*** Block opens ***

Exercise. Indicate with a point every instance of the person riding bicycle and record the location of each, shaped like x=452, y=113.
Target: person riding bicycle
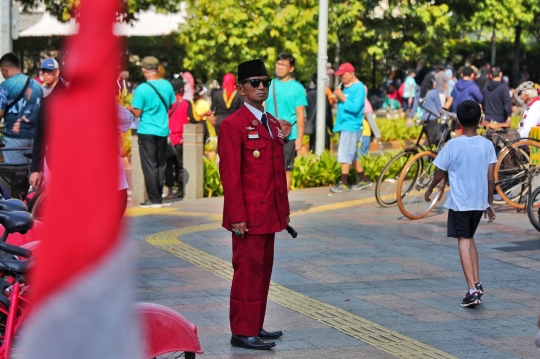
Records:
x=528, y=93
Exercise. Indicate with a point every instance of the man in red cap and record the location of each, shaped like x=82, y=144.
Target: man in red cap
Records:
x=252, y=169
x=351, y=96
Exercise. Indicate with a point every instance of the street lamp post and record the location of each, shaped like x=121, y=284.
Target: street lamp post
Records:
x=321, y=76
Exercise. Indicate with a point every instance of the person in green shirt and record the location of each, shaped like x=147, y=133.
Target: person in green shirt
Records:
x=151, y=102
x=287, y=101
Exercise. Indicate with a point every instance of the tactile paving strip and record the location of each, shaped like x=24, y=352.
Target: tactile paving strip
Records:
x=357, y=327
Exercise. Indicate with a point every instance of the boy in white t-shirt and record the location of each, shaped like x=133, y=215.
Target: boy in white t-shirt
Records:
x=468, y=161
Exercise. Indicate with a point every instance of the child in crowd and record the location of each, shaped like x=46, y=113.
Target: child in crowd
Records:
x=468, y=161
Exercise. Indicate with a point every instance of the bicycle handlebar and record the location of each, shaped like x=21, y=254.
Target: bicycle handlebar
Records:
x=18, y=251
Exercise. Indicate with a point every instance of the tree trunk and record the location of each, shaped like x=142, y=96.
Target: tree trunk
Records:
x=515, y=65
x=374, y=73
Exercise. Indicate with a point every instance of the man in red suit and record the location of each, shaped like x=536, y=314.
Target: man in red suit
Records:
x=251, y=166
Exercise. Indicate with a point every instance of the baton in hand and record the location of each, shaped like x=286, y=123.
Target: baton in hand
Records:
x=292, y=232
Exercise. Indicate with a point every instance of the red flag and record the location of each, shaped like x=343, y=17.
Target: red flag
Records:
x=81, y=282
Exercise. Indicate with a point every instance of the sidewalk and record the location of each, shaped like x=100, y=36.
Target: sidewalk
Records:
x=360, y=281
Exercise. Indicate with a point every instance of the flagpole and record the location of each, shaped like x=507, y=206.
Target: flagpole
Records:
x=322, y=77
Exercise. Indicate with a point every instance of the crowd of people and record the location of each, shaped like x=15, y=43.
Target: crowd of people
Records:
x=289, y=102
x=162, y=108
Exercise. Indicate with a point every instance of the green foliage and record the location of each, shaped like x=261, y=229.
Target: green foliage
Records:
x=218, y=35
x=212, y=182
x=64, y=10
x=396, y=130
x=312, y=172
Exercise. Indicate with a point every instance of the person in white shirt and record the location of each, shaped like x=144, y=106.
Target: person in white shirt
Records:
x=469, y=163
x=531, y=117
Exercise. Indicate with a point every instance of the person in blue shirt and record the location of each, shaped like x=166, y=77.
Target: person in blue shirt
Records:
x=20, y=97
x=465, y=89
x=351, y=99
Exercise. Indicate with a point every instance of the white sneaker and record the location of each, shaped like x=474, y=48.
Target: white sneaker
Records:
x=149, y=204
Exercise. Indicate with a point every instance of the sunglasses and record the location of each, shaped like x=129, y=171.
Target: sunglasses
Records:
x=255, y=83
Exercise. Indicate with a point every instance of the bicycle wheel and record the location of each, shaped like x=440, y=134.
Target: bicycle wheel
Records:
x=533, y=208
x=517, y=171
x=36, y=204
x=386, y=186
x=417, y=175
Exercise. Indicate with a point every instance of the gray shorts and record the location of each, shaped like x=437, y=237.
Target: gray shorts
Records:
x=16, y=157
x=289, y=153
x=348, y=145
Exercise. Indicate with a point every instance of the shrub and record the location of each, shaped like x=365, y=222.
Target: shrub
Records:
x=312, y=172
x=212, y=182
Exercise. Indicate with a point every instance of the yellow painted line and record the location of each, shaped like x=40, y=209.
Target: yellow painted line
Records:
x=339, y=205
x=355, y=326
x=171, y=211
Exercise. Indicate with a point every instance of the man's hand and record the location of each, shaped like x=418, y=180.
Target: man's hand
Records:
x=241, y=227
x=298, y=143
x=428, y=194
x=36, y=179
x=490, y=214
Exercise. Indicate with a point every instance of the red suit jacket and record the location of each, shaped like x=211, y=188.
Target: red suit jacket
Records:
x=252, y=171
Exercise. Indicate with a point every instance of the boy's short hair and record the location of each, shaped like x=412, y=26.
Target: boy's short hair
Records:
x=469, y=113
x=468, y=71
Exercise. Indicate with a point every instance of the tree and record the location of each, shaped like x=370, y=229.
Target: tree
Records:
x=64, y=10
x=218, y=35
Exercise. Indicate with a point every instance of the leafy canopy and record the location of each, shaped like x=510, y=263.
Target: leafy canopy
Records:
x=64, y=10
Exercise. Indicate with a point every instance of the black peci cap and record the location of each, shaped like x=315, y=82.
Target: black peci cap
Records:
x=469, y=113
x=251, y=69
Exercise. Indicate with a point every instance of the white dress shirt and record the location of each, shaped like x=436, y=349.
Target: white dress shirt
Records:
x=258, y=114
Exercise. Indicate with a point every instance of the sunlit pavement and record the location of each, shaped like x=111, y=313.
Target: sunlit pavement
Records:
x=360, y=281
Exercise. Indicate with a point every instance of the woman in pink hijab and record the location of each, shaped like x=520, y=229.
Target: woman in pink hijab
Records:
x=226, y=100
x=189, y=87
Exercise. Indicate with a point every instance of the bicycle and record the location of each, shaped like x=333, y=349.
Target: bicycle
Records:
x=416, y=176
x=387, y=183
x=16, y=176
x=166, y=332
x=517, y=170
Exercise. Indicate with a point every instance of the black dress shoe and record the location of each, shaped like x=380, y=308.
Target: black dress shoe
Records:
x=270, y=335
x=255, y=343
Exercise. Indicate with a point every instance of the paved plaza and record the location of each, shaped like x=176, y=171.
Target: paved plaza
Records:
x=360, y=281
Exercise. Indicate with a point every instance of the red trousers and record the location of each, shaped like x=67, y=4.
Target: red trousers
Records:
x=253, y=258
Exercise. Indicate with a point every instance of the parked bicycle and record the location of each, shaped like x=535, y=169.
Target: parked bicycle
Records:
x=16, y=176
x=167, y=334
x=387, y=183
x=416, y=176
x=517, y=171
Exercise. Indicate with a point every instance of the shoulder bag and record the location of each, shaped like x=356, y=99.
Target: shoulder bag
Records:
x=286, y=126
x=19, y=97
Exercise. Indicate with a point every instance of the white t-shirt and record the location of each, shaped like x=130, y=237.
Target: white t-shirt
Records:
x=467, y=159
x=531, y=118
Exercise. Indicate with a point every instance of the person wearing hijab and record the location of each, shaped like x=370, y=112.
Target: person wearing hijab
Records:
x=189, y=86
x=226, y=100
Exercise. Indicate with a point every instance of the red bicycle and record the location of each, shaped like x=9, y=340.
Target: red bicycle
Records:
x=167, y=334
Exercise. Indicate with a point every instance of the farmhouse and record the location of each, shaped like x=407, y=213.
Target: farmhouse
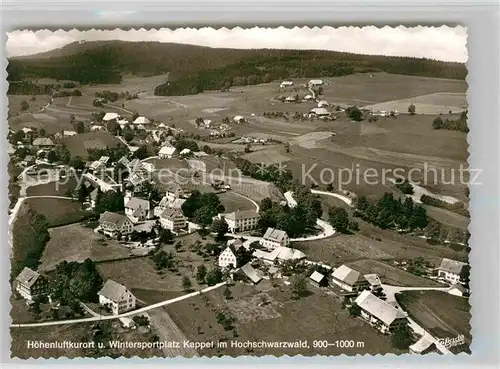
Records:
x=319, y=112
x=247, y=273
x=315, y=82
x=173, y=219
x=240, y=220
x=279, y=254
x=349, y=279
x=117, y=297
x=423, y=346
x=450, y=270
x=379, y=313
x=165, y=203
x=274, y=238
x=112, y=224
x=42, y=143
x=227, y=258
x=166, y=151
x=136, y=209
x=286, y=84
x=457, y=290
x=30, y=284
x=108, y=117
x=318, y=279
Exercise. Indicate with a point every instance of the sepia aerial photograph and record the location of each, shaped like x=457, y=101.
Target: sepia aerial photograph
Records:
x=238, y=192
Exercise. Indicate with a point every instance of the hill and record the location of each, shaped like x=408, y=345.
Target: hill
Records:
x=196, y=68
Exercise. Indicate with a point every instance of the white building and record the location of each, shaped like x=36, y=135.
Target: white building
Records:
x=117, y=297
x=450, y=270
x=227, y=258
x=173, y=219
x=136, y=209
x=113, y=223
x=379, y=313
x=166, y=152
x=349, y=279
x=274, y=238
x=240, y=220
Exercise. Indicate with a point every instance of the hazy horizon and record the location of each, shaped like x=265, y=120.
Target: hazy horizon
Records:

*** Block closes ***

▸ **WHAT IS NEEDED**
The lines running from the beginning of the listing above through the line that holds "Exercise. Indicate with a point every instance of the tree trunk" are to be duplicated exactly, both ends kept, pictures omitted.

▸ **RESPONSE FOR THIS EXERCISE**
Exercise. Indicate with a point every instance of the person riding bicycle and record the location of each, shaped like x=452, y=113.
Target: person riding bicycle
Records:
x=528, y=93
Exercise. Indicate with a point every instance of the man in red cap and record the location of each, shaped like x=82, y=144.
Target: man in red cap
Records:
x=252, y=169
x=351, y=96
Exercise. Indicate with a point every instance of the street lamp post and record the location of each, shaped like x=121, y=284.
Target: street lamp post
Records:
x=321, y=76
Exercise. Indicate with a point every instance of the person in green shirt and record the location of each, shaped like x=147, y=133.
Target: person in green shirt
Records:
x=151, y=102
x=287, y=101
Exercise. Indicate with a point every instance of the tactile paving strip and record the location of each, shaped like x=24, y=352.
Target: tactile paving strip
Records:
x=357, y=327
Exercise. Indicate with a point every instance of the boy in white t-shirt and record the location of each, shaped like x=133, y=215.
Target: boy in white t-shirt
Records:
x=468, y=161
Exercise. Indicate with a point every instance of the child in crowd and record the location of each, shaped like x=46, y=113.
Target: child in crowd
Records:
x=468, y=161
Exercise. Indicate with a point every instance of the bicycle handlebar and record the location of each, shaped like x=21, y=254.
Target: bicycle handlebar
Records:
x=18, y=251
Exercise. Indicate with a point every instance of the tree trunk and record the location of each, shaped like x=142, y=96.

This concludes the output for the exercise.